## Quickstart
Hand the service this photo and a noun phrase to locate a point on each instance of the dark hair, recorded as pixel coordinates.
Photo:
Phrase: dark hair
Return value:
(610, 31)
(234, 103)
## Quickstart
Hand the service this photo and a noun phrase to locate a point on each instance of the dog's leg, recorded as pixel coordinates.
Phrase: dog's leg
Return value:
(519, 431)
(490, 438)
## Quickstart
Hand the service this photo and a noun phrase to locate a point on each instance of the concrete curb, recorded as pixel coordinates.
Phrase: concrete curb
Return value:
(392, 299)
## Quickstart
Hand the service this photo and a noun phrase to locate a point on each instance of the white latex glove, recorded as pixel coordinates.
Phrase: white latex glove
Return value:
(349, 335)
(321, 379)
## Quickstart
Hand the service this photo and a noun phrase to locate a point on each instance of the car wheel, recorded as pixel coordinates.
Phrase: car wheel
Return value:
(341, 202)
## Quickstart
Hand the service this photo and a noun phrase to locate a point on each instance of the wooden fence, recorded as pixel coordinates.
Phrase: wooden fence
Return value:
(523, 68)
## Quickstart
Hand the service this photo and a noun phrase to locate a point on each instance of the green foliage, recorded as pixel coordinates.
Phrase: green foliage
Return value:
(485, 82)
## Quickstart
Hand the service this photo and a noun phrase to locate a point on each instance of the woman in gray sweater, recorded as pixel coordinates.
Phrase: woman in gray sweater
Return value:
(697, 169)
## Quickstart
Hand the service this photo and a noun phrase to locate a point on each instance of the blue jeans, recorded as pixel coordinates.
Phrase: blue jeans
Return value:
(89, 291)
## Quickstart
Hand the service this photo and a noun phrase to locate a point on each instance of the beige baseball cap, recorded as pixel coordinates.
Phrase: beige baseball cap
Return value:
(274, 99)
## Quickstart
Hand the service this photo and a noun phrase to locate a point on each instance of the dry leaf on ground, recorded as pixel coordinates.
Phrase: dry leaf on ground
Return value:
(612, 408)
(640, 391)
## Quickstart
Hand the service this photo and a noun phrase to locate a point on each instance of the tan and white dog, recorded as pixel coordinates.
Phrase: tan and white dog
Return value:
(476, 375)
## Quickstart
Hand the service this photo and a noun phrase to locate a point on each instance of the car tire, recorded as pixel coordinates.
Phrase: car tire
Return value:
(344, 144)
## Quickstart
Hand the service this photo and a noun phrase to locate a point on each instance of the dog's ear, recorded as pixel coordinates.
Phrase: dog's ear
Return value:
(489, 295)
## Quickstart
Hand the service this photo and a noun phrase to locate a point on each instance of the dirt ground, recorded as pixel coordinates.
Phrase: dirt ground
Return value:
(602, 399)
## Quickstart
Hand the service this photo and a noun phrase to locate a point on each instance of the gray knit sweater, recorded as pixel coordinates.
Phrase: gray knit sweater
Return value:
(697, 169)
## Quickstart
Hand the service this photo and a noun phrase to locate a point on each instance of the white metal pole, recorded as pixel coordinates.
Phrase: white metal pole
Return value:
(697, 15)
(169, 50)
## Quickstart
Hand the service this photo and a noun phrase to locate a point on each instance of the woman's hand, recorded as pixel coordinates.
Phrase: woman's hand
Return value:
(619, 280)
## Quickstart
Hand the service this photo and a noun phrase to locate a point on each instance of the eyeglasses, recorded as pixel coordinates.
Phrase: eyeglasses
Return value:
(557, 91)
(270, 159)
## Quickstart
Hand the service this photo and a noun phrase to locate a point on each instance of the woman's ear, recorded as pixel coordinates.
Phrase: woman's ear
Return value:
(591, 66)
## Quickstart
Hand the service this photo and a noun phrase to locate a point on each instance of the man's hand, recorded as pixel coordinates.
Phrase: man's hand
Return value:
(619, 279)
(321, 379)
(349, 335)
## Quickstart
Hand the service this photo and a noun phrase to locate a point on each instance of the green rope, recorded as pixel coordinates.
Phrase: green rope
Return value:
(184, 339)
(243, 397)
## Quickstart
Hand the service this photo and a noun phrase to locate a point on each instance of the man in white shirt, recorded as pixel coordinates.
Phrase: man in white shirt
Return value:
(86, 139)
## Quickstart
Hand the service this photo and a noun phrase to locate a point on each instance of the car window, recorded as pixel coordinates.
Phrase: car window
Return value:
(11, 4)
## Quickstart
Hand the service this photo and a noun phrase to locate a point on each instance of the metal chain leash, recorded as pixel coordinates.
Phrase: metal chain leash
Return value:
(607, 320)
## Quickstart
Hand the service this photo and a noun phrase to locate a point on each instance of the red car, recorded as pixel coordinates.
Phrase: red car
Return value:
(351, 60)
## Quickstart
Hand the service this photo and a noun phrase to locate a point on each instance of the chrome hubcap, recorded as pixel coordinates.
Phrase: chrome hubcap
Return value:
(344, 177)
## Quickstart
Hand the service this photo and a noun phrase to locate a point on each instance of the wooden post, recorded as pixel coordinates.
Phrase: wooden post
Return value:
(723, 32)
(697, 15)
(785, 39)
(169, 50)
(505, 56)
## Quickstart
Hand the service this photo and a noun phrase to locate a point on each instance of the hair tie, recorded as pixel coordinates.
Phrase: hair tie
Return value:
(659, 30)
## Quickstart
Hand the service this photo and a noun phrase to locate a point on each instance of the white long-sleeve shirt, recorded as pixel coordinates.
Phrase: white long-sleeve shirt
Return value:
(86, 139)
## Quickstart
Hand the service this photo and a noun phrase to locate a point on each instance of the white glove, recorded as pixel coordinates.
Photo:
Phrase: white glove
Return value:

+ + + +

# Your objective
The answer consists of every line above in which the word "post" occurs.

# Problem solution
Hand the service this photo and a noun phrase to locate a point on each instance of the wooden post, recorded as pixel coordinates.
Phrase: wooden post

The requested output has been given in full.